**Trecho**
******

Tarde cita "a descoberta newtoniana da atração, da ação à distância, seja qual for a distância, de elementos materiais uns sobre os outros" (pp. 79-80) para afirmar a assunção de sua hipótese monadológica aí reformada. Tal descoberta, diz ele, é suficiente para "demonstrar a crítica que se deve fazer" à "impenetrabilidade" das mônadas. Quanto a Darwin, a pauta de Tarde é ainda mais incisiva e atravessa todos os ensaios reunidos nesse livro. E a tal ponto que deveria nos levar a uma longa e mais detida reflexão à parte. Aqui, porém, vale iluminar brevemente apenas alguns tópicos, sobretudo para tentar seguir expondo o pensamento de Tarde.

Assim, poder-se-ia mencionar que a cosmovisão naturalista, diretamente derivada do darwinismo e afinal oficialmente dominante entre os modernos, propõe uma medida comum entre os seres (embora apenas entre os chamados seres vivos e animados) segundo uma visão substancialista, calcada nas essências dos indivíduos e das espécies — donde a origem e evolução dos entes e da própria Vida. Já a visão monadologista de Tarde escapa dos entes em direção às relações entre eles; além de que os agentes que fazem e povoam o mundo não se resumem apenas aos seres biológicos. "O abismo entre a natureza dos seres inorgânicos e a natureza dos seres vivos", sublinha Tarde, "não é instransponível" (p. 83). Por assim dizer, a Vida, em maiúsculo monadológico, não se resumiria aos seres animados.

******

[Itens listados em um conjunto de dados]
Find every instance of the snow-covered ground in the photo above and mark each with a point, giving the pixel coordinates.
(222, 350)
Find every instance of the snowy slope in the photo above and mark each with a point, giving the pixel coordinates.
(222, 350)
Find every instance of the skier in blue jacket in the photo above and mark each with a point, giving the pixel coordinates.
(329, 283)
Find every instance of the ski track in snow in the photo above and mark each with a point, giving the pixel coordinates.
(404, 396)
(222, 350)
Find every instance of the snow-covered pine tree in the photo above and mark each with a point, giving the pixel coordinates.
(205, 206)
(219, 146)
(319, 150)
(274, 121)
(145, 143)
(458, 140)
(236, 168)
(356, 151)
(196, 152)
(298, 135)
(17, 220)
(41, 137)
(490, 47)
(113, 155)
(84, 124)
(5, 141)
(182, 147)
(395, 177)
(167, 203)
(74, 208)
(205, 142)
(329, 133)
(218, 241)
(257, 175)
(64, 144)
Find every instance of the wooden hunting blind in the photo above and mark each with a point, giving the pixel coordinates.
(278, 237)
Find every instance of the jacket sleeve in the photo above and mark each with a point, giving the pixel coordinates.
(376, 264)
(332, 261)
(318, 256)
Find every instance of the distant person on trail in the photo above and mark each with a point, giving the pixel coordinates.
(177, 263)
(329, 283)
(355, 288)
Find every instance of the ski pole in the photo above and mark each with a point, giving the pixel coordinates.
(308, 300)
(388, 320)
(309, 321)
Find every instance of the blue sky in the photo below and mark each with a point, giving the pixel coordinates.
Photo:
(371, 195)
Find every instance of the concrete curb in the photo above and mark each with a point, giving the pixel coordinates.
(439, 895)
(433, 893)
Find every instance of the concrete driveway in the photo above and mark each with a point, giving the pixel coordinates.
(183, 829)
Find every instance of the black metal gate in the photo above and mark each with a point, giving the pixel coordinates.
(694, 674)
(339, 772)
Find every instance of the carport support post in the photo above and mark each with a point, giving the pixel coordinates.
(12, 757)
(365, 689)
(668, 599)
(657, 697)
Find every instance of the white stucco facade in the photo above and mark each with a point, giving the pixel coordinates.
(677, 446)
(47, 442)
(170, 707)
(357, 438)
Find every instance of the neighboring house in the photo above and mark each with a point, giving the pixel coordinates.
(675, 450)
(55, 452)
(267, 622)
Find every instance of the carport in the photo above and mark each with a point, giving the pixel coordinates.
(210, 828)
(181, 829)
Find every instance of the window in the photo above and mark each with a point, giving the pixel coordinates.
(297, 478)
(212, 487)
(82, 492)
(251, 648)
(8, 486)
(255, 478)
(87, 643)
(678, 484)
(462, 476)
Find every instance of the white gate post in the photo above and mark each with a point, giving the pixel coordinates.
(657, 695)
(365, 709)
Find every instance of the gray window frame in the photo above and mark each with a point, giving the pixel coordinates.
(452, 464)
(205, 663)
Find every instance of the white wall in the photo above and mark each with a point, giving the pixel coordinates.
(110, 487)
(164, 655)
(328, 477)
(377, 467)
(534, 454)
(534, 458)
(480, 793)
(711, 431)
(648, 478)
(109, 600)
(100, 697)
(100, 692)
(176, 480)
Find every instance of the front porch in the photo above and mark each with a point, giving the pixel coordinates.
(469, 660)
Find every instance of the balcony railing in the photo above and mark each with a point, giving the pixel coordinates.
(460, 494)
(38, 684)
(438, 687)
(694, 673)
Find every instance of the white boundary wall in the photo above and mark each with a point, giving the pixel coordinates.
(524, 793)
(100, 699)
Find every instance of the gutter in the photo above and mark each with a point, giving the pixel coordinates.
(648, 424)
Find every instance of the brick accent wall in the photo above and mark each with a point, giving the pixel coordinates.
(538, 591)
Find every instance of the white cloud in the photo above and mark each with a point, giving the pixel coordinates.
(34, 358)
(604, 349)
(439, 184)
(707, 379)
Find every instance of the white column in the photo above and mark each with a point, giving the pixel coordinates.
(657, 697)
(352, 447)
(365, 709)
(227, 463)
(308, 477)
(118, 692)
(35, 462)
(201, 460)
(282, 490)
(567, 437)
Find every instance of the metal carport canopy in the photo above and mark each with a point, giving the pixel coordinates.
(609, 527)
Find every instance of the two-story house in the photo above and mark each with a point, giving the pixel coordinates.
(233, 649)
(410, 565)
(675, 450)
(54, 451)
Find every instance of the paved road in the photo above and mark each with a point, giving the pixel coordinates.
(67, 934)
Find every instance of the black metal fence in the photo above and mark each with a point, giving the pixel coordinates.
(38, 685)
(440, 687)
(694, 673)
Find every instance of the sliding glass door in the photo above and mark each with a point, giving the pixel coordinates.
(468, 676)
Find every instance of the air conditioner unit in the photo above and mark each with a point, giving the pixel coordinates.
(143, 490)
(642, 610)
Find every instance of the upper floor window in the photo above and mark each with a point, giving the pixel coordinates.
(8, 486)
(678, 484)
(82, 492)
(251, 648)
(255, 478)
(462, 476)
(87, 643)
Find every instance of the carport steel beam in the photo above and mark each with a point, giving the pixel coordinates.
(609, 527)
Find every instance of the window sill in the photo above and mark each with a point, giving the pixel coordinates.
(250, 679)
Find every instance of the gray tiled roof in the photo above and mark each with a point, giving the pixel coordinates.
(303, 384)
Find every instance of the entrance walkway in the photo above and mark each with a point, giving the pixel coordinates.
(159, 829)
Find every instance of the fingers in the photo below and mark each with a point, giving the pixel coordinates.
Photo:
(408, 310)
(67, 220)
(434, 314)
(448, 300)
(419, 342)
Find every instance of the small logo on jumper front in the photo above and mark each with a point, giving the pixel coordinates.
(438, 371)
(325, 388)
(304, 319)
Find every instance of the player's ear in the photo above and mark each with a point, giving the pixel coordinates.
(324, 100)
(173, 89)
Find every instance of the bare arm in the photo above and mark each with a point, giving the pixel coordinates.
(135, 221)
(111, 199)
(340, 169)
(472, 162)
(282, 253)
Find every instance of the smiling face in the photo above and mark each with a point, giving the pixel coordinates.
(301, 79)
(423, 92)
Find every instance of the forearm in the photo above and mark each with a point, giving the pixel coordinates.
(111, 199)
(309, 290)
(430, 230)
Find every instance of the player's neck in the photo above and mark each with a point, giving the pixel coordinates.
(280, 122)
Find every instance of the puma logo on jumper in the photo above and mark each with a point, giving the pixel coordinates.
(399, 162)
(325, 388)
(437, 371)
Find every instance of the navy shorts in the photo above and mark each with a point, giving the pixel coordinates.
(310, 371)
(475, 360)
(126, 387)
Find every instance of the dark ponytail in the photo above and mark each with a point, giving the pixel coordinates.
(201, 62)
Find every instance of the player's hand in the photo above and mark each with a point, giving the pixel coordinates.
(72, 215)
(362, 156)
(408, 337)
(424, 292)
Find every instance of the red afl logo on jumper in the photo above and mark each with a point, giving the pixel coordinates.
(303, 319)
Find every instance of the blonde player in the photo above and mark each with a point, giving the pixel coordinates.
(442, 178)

******

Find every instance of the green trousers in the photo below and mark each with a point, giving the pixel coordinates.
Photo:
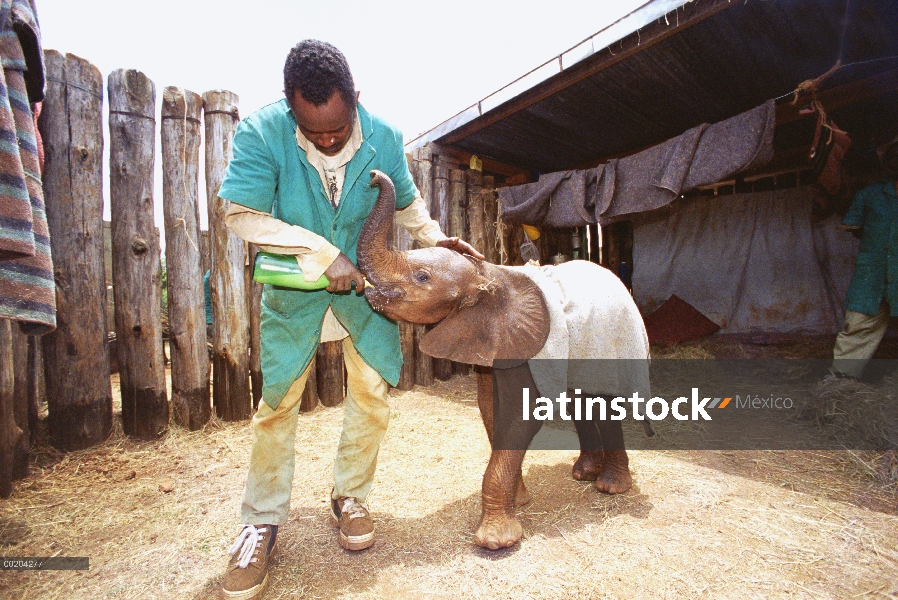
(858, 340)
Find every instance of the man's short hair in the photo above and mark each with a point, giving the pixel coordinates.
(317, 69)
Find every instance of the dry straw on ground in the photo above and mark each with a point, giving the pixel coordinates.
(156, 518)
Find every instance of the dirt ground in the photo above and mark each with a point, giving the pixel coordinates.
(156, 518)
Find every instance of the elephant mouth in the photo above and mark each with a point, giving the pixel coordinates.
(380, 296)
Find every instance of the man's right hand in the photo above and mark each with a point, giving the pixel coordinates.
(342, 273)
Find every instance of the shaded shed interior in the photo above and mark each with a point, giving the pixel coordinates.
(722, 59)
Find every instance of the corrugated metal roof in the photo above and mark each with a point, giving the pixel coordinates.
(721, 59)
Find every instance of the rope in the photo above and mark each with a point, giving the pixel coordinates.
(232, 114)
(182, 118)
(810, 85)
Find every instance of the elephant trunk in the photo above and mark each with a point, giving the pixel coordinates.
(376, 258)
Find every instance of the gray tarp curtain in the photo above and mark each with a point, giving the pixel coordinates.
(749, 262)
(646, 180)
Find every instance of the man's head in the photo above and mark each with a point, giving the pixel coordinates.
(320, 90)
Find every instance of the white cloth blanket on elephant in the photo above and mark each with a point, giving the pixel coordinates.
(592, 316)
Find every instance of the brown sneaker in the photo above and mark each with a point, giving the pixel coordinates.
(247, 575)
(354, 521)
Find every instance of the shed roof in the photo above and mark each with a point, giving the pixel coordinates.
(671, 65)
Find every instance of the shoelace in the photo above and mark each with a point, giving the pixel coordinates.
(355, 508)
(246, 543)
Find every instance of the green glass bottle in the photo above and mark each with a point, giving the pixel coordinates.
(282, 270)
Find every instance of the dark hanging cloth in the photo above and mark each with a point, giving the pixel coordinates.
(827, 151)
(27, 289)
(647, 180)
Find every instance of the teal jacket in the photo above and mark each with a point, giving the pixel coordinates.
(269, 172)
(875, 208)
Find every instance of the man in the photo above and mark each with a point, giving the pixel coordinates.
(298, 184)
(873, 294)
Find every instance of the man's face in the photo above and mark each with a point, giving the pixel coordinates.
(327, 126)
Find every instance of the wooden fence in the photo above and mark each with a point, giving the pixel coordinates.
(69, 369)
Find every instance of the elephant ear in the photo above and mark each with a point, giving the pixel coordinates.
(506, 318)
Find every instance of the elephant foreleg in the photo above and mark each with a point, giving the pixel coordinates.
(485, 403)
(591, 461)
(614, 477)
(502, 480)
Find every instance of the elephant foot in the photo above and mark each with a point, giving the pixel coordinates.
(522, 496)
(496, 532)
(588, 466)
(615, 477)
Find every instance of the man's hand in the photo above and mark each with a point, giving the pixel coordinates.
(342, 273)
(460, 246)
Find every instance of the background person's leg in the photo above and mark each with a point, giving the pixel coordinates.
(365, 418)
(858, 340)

******

**Exercício 1**
No trecho sobre Tarde, o que a descoberta newtoniana da atração bastaria para demonstrar?
**Exercício 2**
Liste todos os adjetivos que acompanham a palavra "seres" no trecho sobre Tarde, sem repetir nenhum.
**Exercício 3**
Dê prosseguimento ao trecho sobre a visão monadológica de Tarde, começando logo depois da última frase.

**Resposta 1**
A crítica que se deve fazer à "impenetrabilidade" das mônadas.

**Resposta 2**
vivos, animados, biológicos, inorgânicos

**Resposta 3**
Como seja, a visão tardiana, salvo engano, parece considerar a origem e a transformação das espécies um fenômeno profundamente relacional. Com efeito, Tarde acusa "a superioridade própria dos sistemas substancialistas em toda a história, desde Demócrito até Descartes, sobre os sistemas dinamistas mais convincentes" (p. 70). Ora, assim o ambiente, fundamento darwinista sem o qual não se explica a origem e a transformação das espécies, mereceria, se nos enviesamos pela ótica de Tarde, explodir numa infinidade de agentes que o constituem. Pois são esses agentes (que se diferenciam, se reproduzem, se multiplicam e se diferenciam novamente e sempre em outrem) os responsáveis por conectar os entes que, por sua vez, são produto das conexões. Se as espécies são mônadas, elas são abertas e se constituem umas às outras.

Mas ponto repisado por Tarde em relação a Darwin é o que critica o fundamento da conservação das espécies. Haveria certa contradição entre conservação e transformação das espécies. Diz Tarde que as "teorias transformistas em curso", capitaneadas por Darwin, imaginam uma força diversificante que não sabem onde colocar: "Em geral, elas as dispersam no exterior, nos acidentes do clima, do meio ambiente, da alimentação, do crescimento, e se recusam a reconhecer uma causa interna de diversidade no seio dos organismos" (p. 121).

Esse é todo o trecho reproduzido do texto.